▸ **TAREFA A REALIZAR**
Reproduza a listagem inteira, trocando "capture" por "photo" e deixando todo o resto como está. Não inclua as imagens na resposta.

====

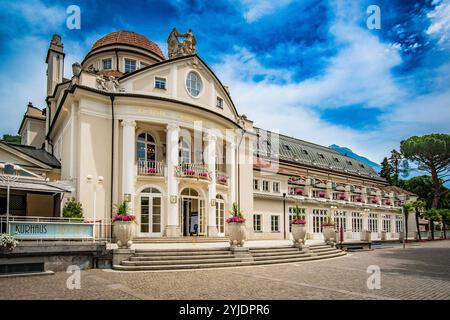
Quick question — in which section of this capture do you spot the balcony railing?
[216,171,228,186]
[177,163,210,180]
[138,159,164,176]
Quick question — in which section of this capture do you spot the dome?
[91,30,165,60]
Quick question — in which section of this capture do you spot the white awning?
[0,180,71,193]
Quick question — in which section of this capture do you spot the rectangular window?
[352,212,362,232]
[272,182,280,193]
[270,216,280,232]
[313,209,327,233]
[333,211,347,232]
[125,59,136,73]
[368,213,378,232]
[102,59,112,70]
[395,215,403,233]
[253,214,262,232]
[288,207,306,232]
[216,97,223,109]
[155,77,166,90]
[383,214,391,232]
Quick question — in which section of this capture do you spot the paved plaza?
[0,241,450,300]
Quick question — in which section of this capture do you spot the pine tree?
[380,157,392,183]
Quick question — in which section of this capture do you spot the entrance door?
[139,189,162,237]
[216,195,225,236]
[179,188,207,236]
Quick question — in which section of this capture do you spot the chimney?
[45,34,65,96]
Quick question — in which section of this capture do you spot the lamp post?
[86,174,104,241]
[0,163,21,233]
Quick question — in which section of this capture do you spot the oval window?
[186,71,202,97]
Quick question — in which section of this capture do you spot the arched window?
[180,140,191,163]
[141,187,161,193]
[136,132,156,161]
[186,71,202,97]
[181,188,198,197]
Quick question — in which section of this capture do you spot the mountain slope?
[329,144,381,173]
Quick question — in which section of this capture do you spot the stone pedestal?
[230,246,253,260]
[113,249,134,265]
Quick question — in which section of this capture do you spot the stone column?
[204,133,217,237]
[122,120,136,209]
[226,141,236,207]
[166,123,182,237]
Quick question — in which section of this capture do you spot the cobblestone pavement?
[0,241,450,299]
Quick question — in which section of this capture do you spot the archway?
[139,187,162,237]
[179,187,207,236]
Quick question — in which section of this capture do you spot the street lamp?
[0,163,22,233]
[86,174,104,241]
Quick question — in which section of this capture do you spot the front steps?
[113,245,346,271]
[133,236,230,244]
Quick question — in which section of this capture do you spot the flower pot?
[291,224,306,246]
[114,221,133,249]
[228,222,246,247]
[322,225,336,243]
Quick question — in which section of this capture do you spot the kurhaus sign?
[9,221,93,239]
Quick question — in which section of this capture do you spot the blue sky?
[0,0,450,162]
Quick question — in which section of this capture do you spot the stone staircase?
[133,236,230,244]
[113,245,346,271]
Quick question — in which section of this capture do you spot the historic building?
[2,28,414,240]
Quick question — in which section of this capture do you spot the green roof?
[254,128,384,181]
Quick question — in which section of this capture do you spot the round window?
[186,71,202,97]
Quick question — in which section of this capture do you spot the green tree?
[400,133,450,209]
[389,149,403,185]
[2,134,22,144]
[380,157,392,183]
[63,198,83,219]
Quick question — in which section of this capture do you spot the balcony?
[176,163,210,180]
[216,171,228,186]
[138,159,164,177]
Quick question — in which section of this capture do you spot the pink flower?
[226,216,245,223]
[289,219,306,224]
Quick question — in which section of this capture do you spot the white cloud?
[241,0,292,23]
[426,1,450,48]
[213,2,450,162]
[1,0,67,33]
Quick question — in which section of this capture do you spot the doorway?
[179,188,206,236]
[139,188,162,237]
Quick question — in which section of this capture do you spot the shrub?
[0,233,19,250]
[63,198,83,219]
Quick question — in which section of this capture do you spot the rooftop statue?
[167,27,197,59]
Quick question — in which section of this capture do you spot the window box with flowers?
[0,233,19,253]
[226,203,246,247]
[217,176,228,184]
[147,168,159,175]
[289,206,306,247]
[322,215,336,244]
[112,201,136,249]
[198,171,208,179]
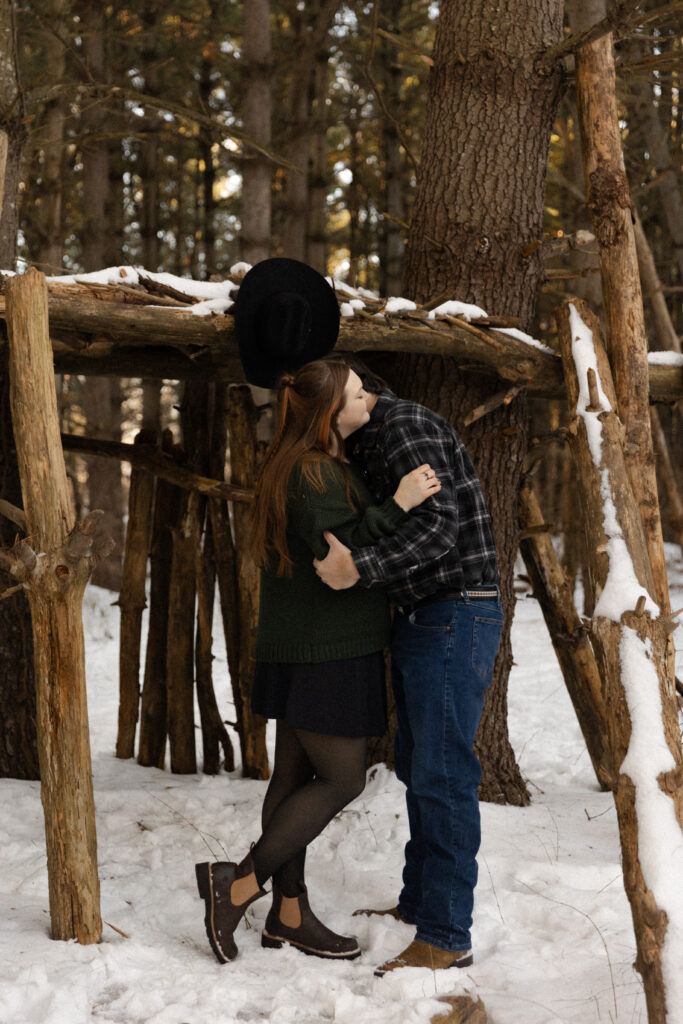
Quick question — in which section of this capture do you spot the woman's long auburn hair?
[249,359,352,575]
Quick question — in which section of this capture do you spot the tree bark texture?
[116,431,155,758]
[0,286,683,402]
[224,387,268,778]
[6,270,101,943]
[396,0,562,804]
[577,34,670,610]
[0,346,40,779]
[519,477,614,790]
[195,520,234,775]
[306,47,330,274]
[380,0,405,295]
[558,302,683,1024]
[166,483,202,774]
[241,0,272,264]
[83,377,124,593]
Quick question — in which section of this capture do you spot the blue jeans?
[391,598,503,950]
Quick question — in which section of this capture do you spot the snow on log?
[558,302,683,1024]
[0,263,683,402]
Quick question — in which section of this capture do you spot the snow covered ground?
[0,546,683,1024]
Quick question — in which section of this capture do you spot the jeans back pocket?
[472,616,503,685]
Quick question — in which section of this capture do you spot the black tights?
[252,719,368,896]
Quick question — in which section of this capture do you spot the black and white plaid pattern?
[353,389,499,604]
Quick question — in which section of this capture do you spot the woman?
[196,359,440,963]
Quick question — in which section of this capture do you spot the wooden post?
[5,269,101,943]
[650,406,683,555]
[137,430,181,768]
[195,509,234,775]
[116,430,156,758]
[166,490,202,774]
[224,386,269,778]
[577,34,670,612]
[519,476,614,790]
[558,301,683,1024]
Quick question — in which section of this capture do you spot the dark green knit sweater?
[256,459,408,663]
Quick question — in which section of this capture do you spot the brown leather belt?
[395,587,500,615]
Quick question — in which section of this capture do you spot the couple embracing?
[196,259,503,976]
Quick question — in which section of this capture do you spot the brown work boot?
[195,854,265,964]
[375,939,473,978]
[351,906,415,925]
[261,882,360,959]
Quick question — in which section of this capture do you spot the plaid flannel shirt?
[352,388,499,604]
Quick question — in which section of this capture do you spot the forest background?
[0,0,683,790]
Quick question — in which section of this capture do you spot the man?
[314,356,503,976]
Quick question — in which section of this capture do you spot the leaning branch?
[61,434,254,502]
[539,0,683,70]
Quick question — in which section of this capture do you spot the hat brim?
[232,256,339,387]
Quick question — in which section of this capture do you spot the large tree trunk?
[6,270,101,943]
[224,387,268,778]
[241,0,272,264]
[380,0,404,296]
[396,0,562,804]
[306,48,330,274]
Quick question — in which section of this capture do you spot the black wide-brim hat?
[232,257,339,387]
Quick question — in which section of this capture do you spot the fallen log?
[0,286,683,402]
[558,301,683,1024]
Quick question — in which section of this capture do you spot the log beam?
[577,28,670,610]
[0,294,683,402]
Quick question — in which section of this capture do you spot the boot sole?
[195,863,238,964]
[261,932,361,959]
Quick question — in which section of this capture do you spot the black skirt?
[252,651,387,737]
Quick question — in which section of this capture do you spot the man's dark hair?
[327,351,389,394]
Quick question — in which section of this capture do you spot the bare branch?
[365,3,419,174]
[539,0,683,69]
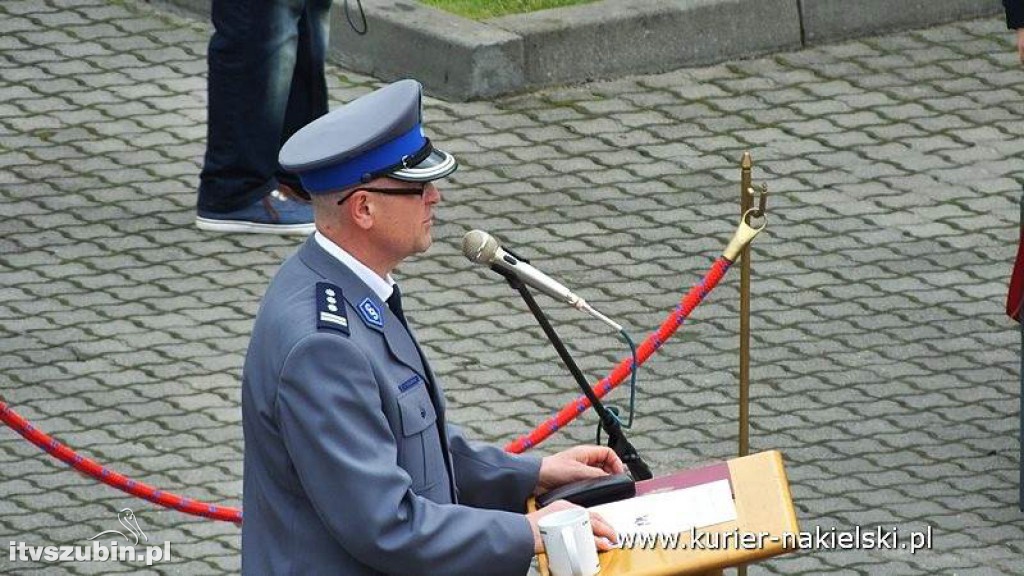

====

▸ **RESPOSTA À TAREFA**
Quick question — in which section of this photo do you spot the balcony railing?
[216,171,228,186]
[177,163,210,180]
[138,159,164,176]
Quick question — in which section of this photo do you spot the dome?
[91,30,165,60]
Quick question — in which section of this photo do you spot the white awning?
[0,180,71,193]
Quick question — in which section of this photo do you spot the rectangular window?
[352,212,362,232]
[272,182,280,193]
[270,216,280,232]
[313,209,327,233]
[333,211,347,232]
[125,59,136,73]
[368,213,378,232]
[102,59,112,70]
[395,215,403,233]
[253,214,262,232]
[288,207,306,232]
[216,97,223,109]
[155,77,166,90]
[383,214,391,232]
Quick question — in which section of this photo do you spot the paved plaza?
[0,241,450,300]
Quick question — in which section of this photo do you spot the pine tree?
[380,157,392,183]
Quick question — in which section of this photo do you spot the entrance door?
[139,189,162,237]
[216,195,225,236]
[179,188,207,236]
Quick question — in which section of this photo do you spot the chimney?
[45,34,65,96]
Quick question — in which section of this photo do you spot the lamp post?
[86,174,104,241]
[0,163,21,233]
Quick question — in which section of this photo do you spot the oval window?
[186,71,202,97]
Quick question — in which section of this photo do you spot the arched window?
[180,140,191,163]
[141,187,161,193]
[136,132,156,161]
[186,71,202,97]
[181,188,198,197]
Quick question — in which section of this photo do you spot the mountain slope?
[329,144,381,173]
Quick question — in which section of this photo do you spot the stone pedestal?
[230,246,253,260]
[113,249,134,265]
Quick question — in which section of this photo do you spot the stone column?
[204,133,217,237]
[122,120,136,209]
[226,141,236,207]
[166,123,182,237]
Quick question — in which section of this photo do you spot the cobblestone pavement?
[0,241,450,299]
Quick question — in which section of this photo do you spot the archway?
[139,187,162,237]
[179,187,207,236]
Quick question — in which section of this photo do you spot the street lamp?
[0,163,22,233]
[86,174,104,241]
Quick question — in which section of this photo do you spot the front steps?
[113,245,346,271]
[133,236,230,244]
Quick question — in which section of this photo do you spot the flower pot?
[291,224,306,246]
[114,221,133,249]
[228,222,246,247]
[322,225,336,243]
Quick question — in which section of this photo do you spot the kurhaus sign?
[9,221,93,239]
Quick question — in which section of this photo do you spot the blue sky?
[0,0,450,162]
Quick question — in which section of this photo do you spot the stone staircase?
[133,236,230,244]
[113,245,346,271]
Quick question — in which section of this photo do you spot the historic building?
[2,28,414,240]
Quick question — in which section of this photo do you spot the green roof?
[254,128,384,181]
Quick question — in which section of this photo do you spot the round window?
[186,71,202,97]
Quick question — in which section of this photo do you spot the green tree?
[400,133,450,209]
[389,149,403,185]
[2,134,22,144]
[380,157,392,183]
[63,198,83,219]
Quick question — in which section of this photo do you spot the balcony?
[176,163,210,180]
[216,171,228,186]
[138,159,164,177]
Quick question — in which section of this photo do you spot the pink flower?
[226,216,245,223]
[289,219,306,224]
Quick question — in which section of this photo do you spot the white cloud?
[241,0,292,23]
[426,1,450,48]
[213,2,450,162]
[1,0,67,33]
Quick question — in which section of this photo do you spot the doorway?
[179,188,206,236]
[139,188,162,237]
Quick question — in which section of this photo do you spot the shrub?
[0,233,19,250]
[63,198,83,219]
Quick question — in which section of this photo do you spot the rooftop statue?
[167,27,197,59]
Quick question — in which section of this photo do you spot the window box with flowers?
[0,233,19,253]
[226,203,246,247]
[217,176,228,184]
[147,168,159,175]
[289,206,306,247]
[322,215,336,244]
[112,201,136,249]
[198,171,208,179]
Quick question — in which section of this photo do you spot the woman's long auburn hair?
[249,359,352,575]
Quick question — in which section of this photo do you spot the tree bark texture?
[116,431,155,758]
[0,286,683,402]
[224,387,268,778]
[6,270,101,943]
[396,0,562,804]
[577,34,670,610]
[0,346,40,779]
[519,477,614,790]
[195,520,234,775]
[306,47,330,274]
[380,0,405,295]
[558,302,683,1024]
[166,483,202,774]
[241,0,272,264]
[83,377,124,593]
Quick question — in which section of this photo do you spot the blue jeans?
[391,598,503,950]
Quick question — in which section of this photo do you spot the snow on log?
[558,302,683,1024]
[0,263,683,402]
Quick question — in which section of this photo do you spot the snow covered ground?
[0,546,683,1024]
Quick question — in which section of this photo do you spot the jeans back pocket?
[472,616,503,685]
Quick question — in which section of this photo do you spot the black tights?
[252,719,368,896]
Quick question — in which section of this photo do you spot the black and white plaid pattern?
[353,389,499,604]
Quick question — in which section of this photo do you spot the woman?
[196,359,440,963]
Quick question — in which section of this photo do you spot the wooden post?
[5,269,101,943]
[650,406,683,555]
[137,430,181,768]
[195,509,234,775]
[116,430,156,758]
[166,490,202,774]
[224,386,269,778]
[577,34,670,612]
[519,476,614,790]
[558,301,683,1024]
Quick question — in which section of this photo do you spot the dark green knit sweater?
[256,459,408,663]
Quick question — in which section of this photo do you spot the brown leather belt?
[395,587,500,615]
Quick question — in which section of this photo do you spot the couple embracing?
[196,259,503,976]
Quick question — in which section of this photo do you spot the brown work boot?
[195,854,265,964]
[375,939,473,978]
[351,906,415,925]
[261,882,360,959]
Quick question — in which section of this photo do you spot the plaid flannel shirt?
[352,388,499,604]
Quick question — in which section of this photo do you spot the forest background?
[0,0,683,790]
Quick question — in which section of this photo do you spot the man?
[314,356,503,976]
Quick question — in which section of this photo do you spot the leaning branch?
[61,434,254,502]
[539,0,683,70]
Quick question — in which section of this photo do you spot the hat brim?
[232,256,339,387]
Quick question — in which section of this photo do you spot the large tree trunk?
[6,270,101,943]
[224,387,268,778]
[241,0,272,264]
[380,0,404,296]
[396,0,562,804]
[306,48,330,274]
Quick question — in which section of this photo do you spot the black wide-brim hat?
[232,257,339,387]
Quick question — in which section of this photo do you spot the fallen log?
[0,286,683,402]
[558,301,683,1024]
Quick question — in which section of this photo do you spot the log beam?
[577,28,670,610]
[0,294,683,402]
Quick question — in which section of this photo do you spot the boot sole?
[195,863,238,964]
[261,932,361,959]
Quick question — in which section of this photo do you spot the black skirt?
[252,651,387,737]
Quick question — in which section of this photo do you spot the man's dark hair?
[327,351,389,394]
Quick question — in which section of this photo do you spot the bare branch?
[365,3,419,174]
[539,0,683,69]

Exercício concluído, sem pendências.